What the exercise asks.
Retype every entry exactly, down to the last character.

Information.

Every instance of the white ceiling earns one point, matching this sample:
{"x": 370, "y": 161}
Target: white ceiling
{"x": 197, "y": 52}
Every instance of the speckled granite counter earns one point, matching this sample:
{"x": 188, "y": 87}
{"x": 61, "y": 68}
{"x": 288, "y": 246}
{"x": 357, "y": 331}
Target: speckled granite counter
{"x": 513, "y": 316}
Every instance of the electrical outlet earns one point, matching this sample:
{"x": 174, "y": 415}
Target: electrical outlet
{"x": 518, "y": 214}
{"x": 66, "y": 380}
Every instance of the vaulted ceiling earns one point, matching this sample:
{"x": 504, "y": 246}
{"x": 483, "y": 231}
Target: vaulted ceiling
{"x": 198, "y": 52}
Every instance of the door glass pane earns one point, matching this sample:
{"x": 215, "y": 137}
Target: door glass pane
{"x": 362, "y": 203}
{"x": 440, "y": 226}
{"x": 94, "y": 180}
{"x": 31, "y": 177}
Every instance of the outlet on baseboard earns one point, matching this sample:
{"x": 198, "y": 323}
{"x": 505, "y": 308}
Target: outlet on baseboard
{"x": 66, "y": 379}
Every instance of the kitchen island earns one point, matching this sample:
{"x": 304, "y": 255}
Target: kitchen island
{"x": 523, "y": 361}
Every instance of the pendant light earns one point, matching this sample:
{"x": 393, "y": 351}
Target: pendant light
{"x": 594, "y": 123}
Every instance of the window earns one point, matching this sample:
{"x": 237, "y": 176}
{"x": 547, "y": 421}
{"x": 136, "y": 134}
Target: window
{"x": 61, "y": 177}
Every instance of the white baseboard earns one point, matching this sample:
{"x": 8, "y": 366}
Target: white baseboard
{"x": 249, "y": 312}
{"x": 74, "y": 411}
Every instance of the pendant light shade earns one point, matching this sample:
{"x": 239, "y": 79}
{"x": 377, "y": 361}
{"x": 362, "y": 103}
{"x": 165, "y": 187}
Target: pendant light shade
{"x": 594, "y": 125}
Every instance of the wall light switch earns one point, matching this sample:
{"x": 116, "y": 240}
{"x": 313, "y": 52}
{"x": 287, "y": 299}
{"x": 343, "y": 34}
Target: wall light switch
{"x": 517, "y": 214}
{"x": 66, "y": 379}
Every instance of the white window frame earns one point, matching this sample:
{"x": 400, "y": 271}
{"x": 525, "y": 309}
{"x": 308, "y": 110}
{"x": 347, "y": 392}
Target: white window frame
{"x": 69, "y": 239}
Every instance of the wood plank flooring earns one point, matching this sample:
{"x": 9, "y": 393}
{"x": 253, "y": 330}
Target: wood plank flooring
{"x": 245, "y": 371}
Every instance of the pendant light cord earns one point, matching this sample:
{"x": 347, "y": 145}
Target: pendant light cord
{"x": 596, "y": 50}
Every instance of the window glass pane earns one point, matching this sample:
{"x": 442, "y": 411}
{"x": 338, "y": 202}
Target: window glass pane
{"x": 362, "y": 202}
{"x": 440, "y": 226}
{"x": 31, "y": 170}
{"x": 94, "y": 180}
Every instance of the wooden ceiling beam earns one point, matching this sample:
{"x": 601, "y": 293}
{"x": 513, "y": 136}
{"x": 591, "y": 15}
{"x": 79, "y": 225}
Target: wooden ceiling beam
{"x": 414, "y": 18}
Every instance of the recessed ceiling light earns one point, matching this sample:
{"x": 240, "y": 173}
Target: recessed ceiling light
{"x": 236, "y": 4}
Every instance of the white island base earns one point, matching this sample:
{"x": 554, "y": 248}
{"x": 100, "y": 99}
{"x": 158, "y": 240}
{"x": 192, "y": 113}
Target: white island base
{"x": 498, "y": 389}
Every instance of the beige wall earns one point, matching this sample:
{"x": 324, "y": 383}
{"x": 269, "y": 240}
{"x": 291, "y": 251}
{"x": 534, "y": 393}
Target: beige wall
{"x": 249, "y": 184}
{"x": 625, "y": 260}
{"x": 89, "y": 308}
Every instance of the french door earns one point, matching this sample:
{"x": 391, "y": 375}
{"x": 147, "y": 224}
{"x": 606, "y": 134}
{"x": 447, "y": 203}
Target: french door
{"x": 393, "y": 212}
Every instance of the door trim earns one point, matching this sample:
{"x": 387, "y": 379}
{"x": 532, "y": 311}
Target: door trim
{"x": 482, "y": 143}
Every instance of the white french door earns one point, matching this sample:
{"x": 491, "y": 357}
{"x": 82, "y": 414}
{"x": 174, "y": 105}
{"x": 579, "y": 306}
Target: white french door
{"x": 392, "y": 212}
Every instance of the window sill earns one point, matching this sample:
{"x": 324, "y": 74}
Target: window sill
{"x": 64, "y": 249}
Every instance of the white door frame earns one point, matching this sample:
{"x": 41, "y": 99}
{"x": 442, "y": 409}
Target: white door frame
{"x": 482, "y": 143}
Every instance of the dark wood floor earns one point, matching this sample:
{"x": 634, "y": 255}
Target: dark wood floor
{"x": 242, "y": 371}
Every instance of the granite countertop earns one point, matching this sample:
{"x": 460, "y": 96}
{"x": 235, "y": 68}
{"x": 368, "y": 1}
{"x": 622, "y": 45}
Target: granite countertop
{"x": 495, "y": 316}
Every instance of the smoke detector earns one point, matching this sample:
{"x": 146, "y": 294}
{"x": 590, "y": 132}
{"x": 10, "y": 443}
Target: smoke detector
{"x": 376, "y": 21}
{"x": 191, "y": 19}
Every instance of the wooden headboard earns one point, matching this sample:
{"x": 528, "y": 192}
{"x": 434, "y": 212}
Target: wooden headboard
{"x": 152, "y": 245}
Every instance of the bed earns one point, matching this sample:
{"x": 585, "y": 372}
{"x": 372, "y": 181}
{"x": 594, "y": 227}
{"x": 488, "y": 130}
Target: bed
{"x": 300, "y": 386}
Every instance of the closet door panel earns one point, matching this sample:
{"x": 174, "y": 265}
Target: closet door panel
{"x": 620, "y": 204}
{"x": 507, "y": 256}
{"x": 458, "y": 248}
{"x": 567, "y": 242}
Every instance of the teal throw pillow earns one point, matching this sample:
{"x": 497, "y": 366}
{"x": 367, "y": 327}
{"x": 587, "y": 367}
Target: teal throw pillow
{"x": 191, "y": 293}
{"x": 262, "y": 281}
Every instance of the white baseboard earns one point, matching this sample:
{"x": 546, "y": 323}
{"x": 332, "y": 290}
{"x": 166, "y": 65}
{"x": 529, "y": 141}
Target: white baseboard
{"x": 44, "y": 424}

Exercise output.
Every instance of the white ceiling earns one point, matching this sample:
{"x": 370, "y": 161}
Target: white ceiling
{"x": 197, "y": 52}
Every instance of the speckled granite counter earns one point, matching this sample:
{"x": 188, "y": 87}
{"x": 61, "y": 68}
{"x": 288, "y": 246}
{"x": 357, "y": 331}
Target: speckled granite counter
{"x": 513, "y": 316}
Every instance of the electrical outlet earns one point, matching this sample:
{"x": 174, "y": 415}
Target: electrical outlet
{"x": 518, "y": 214}
{"x": 66, "y": 380}
Every instance of the vaulted ceiling earns one point, matching this sample:
{"x": 504, "y": 246}
{"x": 483, "y": 231}
Target: vaulted ceiling
{"x": 198, "y": 52}
Every instance of the door glass pane earns one point, matching this sample:
{"x": 215, "y": 137}
Target: door glass pane
{"x": 362, "y": 203}
{"x": 440, "y": 226}
{"x": 94, "y": 180}
{"x": 31, "y": 177}
Every instance of the outlet on baseboard earns one point, matching this sample:
{"x": 198, "y": 323}
{"x": 505, "y": 308}
Target: outlet on baseboard
{"x": 66, "y": 379}
Every instance of the kitchen island earns one point, matching this sample:
{"x": 304, "y": 255}
Target: kitchen island
{"x": 523, "y": 361}
Every instance of the pendant light earns one point, matching this sample:
{"x": 393, "y": 351}
Target: pendant light
{"x": 594, "y": 123}
Every instance of the window earns one point, matching this sample:
{"x": 237, "y": 176}
{"x": 547, "y": 421}
{"x": 136, "y": 134}
Target: window
{"x": 61, "y": 177}
Every instance of the white baseboard earns one point, matching this sample:
{"x": 8, "y": 366}
Target: white baseboard
{"x": 249, "y": 312}
{"x": 74, "y": 411}
Every instance of the pendant light shade earns one point, matching this sample:
{"x": 239, "y": 79}
{"x": 377, "y": 361}
{"x": 362, "y": 103}
{"x": 165, "y": 187}
Target: pendant light shade
{"x": 594, "y": 125}
Every instance of the wall light switch earns one point, matching this sample:
{"x": 116, "y": 240}
{"x": 313, "y": 52}
{"x": 287, "y": 299}
{"x": 343, "y": 34}
Target: wall light switch
{"x": 517, "y": 214}
{"x": 66, "y": 379}
Every instance of the white window frame earns one point, matching this sample:
{"x": 400, "y": 271}
{"x": 525, "y": 309}
{"x": 308, "y": 110}
{"x": 347, "y": 392}
Target: white window frame
{"x": 69, "y": 239}
Every instance of the wood plank flooring earns one point, matching this sample:
{"x": 9, "y": 393}
{"x": 253, "y": 330}
Target: wood plank flooring
{"x": 245, "y": 371}
Every instance of the pendant light cord earns one point, matching this sample:
{"x": 347, "y": 145}
Target: pendant light cord
{"x": 596, "y": 50}
Every instance of the window glass pane earns one point, matching this sample:
{"x": 442, "y": 411}
{"x": 338, "y": 202}
Target: window glass pane
{"x": 362, "y": 202}
{"x": 440, "y": 226}
{"x": 31, "y": 170}
{"x": 94, "y": 180}
Every instance of the wooden ceiling beam earns one point, matching this sample:
{"x": 601, "y": 293}
{"x": 513, "y": 136}
{"x": 591, "y": 15}
{"x": 79, "y": 225}
Target: wooden ceiling beam
{"x": 414, "y": 18}
Every instance of the recessed ceiling light earns one point, matching this sample:
{"x": 240, "y": 173}
Target: recessed ceiling light
{"x": 236, "y": 4}
Every instance of the white island base earns one point, matching this sample:
{"x": 554, "y": 248}
{"x": 100, "y": 99}
{"x": 158, "y": 240}
{"x": 192, "y": 113}
Target: white island base
{"x": 498, "y": 389}
Every instance of the beige wall earns one point, matching this sample:
{"x": 324, "y": 383}
{"x": 269, "y": 240}
{"x": 291, "y": 251}
{"x": 534, "y": 393}
Target: beige wall
{"x": 249, "y": 184}
{"x": 625, "y": 260}
{"x": 89, "y": 308}
Every instance of the french door earns one point, matching this sample:
{"x": 391, "y": 375}
{"x": 147, "y": 224}
{"x": 606, "y": 134}
{"x": 447, "y": 203}
Target: french door
{"x": 393, "y": 212}
Every instance of the door trim earns one point, matching this sample:
{"x": 387, "y": 379}
{"x": 532, "y": 311}
Target: door trim
{"x": 482, "y": 143}
Every instance of the white french door earns one point, matching this sample:
{"x": 491, "y": 357}
{"x": 82, "y": 414}
{"x": 174, "y": 105}
{"x": 579, "y": 306}
Target: white french door
{"x": 392, "y": 212}
Every instance of the window sill earns one point, matching this sample:
{"x": 324, "y": 74}
Target: window sill
{"x": 64, "y": 249}
Every instance of the white door frame earns one point, matching this sample:
{"x": 41, "y": 99}
{"x": 442, "y": 409}
Target: white door frame
{"x": 482, "y": 143}
Every instance of the dark wood floor earns one point, matching this sample:
{"x": 634, "y": 255}
Target: dark wood floor
{"x": 242, "y": 371}
Every instance of the granite countertop earns one point, matching this sample:
{"x": 460, "y": 96}
{"x": 235, "y": 68}
{"x": 368, "y": 1}
{"x": 622, "y": 45}
Target: granite countertop
{"x": 495, "y": 316}
Every instance of the smoke detector earns one point, matching this sample:
{"x": 146, "y": 294}
{"x": 590, "y": 132}
{"x": 10, "y": 443}
Target: smoke detector
{"x": 376, "y": 21}
{"x": 191, "y": 19}
Every instance of the wooden headboard earns one point, matching this sample:
{"x": 528, "y": 192}
{"x": 434, "y": 212}
Target: wooden headboard
{"x": 152, "y": 245}
Every instance of the bed earns one point, matching this sample:
{"x": 585, "y": 372}
{"x": 372, "y": 181}
{"x": 594, "y": 227}
{"x": 488, "y": 130}
Target: bed
{"x": 300, "y": 386}
Every instance of the closet door panel earns one point, matching this sample:
{"x": 174, "y": 265}
Target: closet door panel
{"x": 620, "y": 204}
{"x": 507, "y": 256}
{"x": 458, "y": 248}
{"x": 567, "y": 242}
Every instance of the teal throw pillow earns one point, matching this sample:
{"x": 497, "y": 366}
{"x": 367, "y": 327}
{"x": 587, "y": 367}
Target: teal throw pillow
{"x": 191, "y": 293}
{"x": 262, "y": 281}
Every instance of the white baseboard earns one point, matching this sample:
{"x": 546, "y": 323}
{"x": 332, "y": 290}
{"x": 166, "y": 65}
{"x": 529, "y": 141}
Target: white baseboard
{"x": 44, "y": 424}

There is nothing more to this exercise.